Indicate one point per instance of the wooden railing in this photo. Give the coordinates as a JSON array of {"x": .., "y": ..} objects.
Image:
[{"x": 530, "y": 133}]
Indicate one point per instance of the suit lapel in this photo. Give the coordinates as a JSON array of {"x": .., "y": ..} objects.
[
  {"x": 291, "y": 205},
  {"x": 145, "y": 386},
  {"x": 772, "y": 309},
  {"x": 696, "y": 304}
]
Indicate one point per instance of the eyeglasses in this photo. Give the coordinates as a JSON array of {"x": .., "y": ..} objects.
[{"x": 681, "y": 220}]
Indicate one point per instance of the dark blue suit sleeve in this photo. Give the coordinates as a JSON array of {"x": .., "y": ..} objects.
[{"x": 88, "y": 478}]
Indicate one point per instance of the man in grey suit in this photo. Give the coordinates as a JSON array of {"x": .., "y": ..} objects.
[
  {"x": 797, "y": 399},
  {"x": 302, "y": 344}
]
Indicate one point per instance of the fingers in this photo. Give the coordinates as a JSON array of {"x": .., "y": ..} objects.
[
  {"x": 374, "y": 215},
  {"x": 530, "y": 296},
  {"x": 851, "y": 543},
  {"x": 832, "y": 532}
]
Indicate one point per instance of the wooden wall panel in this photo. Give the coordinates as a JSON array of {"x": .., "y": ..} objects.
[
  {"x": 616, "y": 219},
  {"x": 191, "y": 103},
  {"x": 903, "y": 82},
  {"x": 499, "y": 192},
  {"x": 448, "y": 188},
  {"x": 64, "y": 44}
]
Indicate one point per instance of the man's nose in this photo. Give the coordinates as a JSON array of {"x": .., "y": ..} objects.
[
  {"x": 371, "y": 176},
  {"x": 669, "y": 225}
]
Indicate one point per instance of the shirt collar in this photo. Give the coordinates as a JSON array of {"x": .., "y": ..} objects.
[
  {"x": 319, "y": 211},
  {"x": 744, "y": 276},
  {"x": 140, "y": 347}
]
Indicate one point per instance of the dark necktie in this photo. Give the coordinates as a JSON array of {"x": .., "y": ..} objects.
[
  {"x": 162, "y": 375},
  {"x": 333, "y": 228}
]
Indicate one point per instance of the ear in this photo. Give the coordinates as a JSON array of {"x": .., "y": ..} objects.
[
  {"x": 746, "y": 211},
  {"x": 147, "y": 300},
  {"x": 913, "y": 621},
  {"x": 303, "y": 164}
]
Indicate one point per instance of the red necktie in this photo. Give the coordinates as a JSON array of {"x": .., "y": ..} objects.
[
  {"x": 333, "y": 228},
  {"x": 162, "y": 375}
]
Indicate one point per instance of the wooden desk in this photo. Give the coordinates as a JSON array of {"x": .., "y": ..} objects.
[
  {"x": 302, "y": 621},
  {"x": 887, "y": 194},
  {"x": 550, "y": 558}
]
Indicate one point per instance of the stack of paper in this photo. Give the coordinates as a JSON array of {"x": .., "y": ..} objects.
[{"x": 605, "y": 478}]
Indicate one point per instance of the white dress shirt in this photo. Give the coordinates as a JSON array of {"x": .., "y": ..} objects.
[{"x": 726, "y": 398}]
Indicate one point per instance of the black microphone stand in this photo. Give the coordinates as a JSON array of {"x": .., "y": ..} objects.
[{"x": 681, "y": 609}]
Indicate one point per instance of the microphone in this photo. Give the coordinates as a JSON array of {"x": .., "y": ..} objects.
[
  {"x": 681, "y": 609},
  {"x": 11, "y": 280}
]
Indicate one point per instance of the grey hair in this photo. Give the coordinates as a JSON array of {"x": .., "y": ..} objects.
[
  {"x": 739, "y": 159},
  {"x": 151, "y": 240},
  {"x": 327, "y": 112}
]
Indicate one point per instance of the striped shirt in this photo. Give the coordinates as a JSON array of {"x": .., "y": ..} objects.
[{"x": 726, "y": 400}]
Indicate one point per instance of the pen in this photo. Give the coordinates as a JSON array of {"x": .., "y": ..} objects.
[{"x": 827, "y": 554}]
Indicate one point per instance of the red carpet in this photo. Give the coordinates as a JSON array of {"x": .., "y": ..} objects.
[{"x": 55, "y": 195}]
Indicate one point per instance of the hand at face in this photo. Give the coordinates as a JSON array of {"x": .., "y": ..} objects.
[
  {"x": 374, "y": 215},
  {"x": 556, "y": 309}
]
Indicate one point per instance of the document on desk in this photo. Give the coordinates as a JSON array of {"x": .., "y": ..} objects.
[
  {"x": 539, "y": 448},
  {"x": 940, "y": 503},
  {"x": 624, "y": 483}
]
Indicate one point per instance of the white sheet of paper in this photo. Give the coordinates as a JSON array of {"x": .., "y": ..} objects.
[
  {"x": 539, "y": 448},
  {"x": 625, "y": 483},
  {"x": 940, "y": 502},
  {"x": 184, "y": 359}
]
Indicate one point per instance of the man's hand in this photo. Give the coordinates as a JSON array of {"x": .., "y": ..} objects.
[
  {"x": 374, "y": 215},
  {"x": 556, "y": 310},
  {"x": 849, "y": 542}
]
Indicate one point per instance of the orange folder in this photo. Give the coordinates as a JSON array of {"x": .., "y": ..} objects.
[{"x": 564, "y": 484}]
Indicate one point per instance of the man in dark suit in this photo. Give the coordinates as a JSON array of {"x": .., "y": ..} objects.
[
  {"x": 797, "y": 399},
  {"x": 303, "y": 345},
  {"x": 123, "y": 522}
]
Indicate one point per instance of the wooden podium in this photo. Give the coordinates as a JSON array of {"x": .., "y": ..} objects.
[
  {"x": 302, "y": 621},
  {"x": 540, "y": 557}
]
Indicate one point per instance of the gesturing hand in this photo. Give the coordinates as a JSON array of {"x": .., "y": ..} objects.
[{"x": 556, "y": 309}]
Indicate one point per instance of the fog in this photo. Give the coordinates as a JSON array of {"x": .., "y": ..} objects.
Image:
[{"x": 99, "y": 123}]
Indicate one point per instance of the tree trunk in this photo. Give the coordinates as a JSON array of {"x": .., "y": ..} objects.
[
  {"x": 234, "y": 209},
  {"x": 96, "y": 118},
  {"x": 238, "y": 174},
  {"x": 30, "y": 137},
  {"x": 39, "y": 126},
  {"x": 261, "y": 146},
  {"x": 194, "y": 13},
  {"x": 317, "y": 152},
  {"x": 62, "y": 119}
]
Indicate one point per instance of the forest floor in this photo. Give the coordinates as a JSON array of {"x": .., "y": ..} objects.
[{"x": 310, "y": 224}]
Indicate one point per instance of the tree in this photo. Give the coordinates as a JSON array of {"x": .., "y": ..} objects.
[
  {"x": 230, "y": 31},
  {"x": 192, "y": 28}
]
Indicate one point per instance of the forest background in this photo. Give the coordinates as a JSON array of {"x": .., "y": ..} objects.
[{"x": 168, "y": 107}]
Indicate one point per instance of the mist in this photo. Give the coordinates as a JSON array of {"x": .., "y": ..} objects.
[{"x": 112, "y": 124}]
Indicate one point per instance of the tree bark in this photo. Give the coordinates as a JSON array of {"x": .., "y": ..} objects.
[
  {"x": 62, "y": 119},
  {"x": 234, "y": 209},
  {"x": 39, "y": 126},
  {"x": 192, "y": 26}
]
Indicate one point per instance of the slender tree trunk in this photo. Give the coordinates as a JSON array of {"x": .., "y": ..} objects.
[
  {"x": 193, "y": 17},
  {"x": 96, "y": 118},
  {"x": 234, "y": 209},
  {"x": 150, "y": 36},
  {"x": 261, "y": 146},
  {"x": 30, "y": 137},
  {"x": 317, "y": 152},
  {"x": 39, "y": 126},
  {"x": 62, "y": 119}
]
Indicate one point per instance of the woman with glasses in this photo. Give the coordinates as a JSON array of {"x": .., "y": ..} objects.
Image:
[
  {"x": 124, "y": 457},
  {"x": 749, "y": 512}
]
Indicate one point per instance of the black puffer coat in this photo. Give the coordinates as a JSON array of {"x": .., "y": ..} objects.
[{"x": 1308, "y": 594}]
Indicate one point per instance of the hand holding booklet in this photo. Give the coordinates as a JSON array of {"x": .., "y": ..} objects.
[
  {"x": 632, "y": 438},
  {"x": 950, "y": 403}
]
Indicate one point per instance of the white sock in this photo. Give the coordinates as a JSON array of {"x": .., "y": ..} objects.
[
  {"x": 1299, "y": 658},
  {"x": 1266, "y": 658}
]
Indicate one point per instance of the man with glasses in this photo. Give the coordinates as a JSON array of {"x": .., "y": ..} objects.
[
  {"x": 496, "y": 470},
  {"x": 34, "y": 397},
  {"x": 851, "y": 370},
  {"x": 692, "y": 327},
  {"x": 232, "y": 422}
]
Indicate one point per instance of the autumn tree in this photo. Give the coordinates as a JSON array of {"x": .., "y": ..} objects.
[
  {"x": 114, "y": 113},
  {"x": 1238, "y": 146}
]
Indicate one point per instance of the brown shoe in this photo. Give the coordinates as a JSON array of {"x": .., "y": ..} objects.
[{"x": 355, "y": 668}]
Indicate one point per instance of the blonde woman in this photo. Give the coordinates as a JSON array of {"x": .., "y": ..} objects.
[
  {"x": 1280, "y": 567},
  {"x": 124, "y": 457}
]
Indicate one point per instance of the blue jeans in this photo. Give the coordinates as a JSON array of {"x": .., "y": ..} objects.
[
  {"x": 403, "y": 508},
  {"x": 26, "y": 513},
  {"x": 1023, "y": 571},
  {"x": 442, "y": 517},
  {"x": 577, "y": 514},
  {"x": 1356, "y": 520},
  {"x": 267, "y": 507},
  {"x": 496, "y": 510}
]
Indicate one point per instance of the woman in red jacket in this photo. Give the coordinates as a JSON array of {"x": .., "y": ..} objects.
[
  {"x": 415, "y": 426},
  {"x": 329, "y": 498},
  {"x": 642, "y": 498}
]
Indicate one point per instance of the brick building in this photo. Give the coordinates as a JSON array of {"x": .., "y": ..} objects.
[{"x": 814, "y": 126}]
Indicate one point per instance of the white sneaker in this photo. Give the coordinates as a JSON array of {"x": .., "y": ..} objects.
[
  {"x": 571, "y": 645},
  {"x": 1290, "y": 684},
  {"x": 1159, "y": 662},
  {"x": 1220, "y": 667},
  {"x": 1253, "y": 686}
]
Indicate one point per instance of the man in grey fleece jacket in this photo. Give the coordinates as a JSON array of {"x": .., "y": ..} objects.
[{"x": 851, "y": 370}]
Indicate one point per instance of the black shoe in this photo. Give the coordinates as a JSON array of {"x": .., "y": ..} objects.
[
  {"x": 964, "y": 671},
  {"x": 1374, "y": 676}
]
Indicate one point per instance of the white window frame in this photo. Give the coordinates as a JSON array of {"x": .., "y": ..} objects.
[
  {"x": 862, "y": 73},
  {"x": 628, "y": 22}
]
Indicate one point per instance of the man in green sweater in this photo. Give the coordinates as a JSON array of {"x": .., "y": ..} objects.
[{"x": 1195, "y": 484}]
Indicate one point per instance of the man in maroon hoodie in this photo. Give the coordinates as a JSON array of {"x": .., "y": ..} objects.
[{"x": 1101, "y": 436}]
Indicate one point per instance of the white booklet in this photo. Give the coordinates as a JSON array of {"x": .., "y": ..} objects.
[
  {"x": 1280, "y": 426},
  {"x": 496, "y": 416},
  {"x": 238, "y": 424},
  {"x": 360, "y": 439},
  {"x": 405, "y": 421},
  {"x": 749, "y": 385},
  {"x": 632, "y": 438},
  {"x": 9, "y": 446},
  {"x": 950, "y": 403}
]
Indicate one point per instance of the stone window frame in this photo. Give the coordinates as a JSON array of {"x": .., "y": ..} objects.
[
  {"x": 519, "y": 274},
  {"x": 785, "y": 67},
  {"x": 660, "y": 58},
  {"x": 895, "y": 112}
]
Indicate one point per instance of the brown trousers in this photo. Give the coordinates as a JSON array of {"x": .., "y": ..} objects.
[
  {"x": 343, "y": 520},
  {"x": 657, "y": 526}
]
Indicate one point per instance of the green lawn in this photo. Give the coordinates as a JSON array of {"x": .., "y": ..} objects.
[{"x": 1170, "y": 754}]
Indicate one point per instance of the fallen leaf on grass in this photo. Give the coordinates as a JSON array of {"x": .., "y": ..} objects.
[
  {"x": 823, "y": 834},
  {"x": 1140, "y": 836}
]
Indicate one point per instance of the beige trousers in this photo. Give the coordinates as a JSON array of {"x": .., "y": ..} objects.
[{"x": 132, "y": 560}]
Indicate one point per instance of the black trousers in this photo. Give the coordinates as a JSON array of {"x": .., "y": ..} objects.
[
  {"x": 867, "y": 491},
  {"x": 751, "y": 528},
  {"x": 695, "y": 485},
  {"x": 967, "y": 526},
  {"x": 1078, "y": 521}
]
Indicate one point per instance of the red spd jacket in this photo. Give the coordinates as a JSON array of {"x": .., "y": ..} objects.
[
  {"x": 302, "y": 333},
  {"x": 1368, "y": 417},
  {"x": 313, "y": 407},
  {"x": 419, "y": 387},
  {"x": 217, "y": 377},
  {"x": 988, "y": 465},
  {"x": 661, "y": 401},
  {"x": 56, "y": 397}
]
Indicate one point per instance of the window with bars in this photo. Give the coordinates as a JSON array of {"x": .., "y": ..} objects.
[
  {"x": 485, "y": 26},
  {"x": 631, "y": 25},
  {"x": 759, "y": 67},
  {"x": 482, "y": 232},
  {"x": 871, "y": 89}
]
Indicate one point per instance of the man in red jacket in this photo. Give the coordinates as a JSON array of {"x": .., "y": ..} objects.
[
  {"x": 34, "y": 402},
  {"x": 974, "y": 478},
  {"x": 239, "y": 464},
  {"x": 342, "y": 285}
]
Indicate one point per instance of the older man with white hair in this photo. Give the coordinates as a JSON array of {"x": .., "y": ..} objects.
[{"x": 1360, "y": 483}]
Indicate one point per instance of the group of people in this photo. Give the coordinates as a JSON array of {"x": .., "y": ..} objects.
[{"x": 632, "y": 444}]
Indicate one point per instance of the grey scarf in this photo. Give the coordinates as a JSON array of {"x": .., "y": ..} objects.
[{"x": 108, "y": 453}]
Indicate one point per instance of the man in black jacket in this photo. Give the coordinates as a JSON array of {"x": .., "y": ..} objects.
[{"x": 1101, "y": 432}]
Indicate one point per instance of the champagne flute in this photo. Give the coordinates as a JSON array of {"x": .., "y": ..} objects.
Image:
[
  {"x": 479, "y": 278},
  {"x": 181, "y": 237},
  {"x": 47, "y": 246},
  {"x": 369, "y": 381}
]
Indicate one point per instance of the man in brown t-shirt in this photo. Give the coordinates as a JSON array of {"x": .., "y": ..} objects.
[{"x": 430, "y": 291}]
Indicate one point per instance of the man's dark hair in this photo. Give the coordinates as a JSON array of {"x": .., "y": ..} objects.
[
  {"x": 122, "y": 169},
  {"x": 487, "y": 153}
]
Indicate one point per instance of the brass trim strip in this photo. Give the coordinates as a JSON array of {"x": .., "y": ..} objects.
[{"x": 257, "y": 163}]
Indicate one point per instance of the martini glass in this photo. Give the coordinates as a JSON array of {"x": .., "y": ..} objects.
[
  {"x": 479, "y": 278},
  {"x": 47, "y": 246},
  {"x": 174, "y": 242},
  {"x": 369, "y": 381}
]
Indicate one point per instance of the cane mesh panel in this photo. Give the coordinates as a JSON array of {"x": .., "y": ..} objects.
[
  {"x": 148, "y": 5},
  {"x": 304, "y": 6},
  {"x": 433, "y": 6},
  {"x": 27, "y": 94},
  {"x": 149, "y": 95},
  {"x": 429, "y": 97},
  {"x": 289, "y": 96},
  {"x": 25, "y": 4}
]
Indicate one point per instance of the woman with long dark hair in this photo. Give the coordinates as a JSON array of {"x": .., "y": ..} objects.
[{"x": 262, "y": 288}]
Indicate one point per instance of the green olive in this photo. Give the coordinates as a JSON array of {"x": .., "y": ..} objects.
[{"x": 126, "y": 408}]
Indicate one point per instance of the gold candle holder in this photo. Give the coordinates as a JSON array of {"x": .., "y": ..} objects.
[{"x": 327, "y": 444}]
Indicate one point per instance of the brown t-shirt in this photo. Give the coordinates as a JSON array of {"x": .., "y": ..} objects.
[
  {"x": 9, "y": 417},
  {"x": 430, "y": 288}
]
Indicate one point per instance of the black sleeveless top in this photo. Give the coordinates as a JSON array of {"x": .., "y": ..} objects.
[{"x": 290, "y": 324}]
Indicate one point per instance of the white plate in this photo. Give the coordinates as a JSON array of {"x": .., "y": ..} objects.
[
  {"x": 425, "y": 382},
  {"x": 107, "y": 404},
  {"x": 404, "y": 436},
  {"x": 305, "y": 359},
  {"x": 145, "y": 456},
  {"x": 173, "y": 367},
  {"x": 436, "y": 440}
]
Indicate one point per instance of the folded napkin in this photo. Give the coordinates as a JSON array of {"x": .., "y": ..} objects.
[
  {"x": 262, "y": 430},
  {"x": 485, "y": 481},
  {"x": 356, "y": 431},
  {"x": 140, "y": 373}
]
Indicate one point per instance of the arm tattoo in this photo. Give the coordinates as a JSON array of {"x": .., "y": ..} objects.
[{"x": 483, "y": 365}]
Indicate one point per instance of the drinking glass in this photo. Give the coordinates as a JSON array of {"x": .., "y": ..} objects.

— Stated problem —
Copy out word for word the lines of the records above, from the line containing "Indicate one point per instance of the gold" through the last line of the records, including both.

— Output —
Indicate one point per instance of the gold candle holder in this photo. Give the coordinates as a JSON array of {"x": .., "y": ..} objects.
[{"x": 327, "y": 444}]
Indicate one point per instance of the brown t-shirt in this photo. Give the coordinates as a JSON array of {"x": .., "y": ..} objects.
[
  {"x": 9, "y": 417},
  {"x": 430, "y": 288}
]
Indicate one point per instance of the black sleeveless top in this photo. Give the coordinates as a JSON array of {"x": .., "y": ..} objects.
[{"x": 290, "y": 324}]
Indicate one point per instance of the white plate in this photo. Give the coordinates as a JSON array of {"x": .., "y": ..} objects.
[
  {"x": 425, "y": 382},
  {"x": 107, "y": 404},
  {"x": 404, "y": 436},
  {"x": 305, "y": 359},
  {"x": 145, "y": 456},
  {"x": 173, "y": 367},
  {"x": 436, "y": 440}
]
Indicate one point per instance of the folded napkin in this photo. Give the coordinates as a JSON array of {"x": .., "y": ..} objects.
[
  {"x": 262, "y": 430},
  {"x": 485, "y": 481},
  {"x": 356, "y": 431},
  {"x": 140, "y": 373}
]
Indicate one point per instance of the arm tattoo in this photo. Give the coordinates as a JSON array of {"x": .., "y": ..} objects.
[{"x": 483, "y": 365}]
Indicate one point per instance of the drinking glass in this photo. Give the coordinates as a JSON array of {"x": .., "y": ..} objects.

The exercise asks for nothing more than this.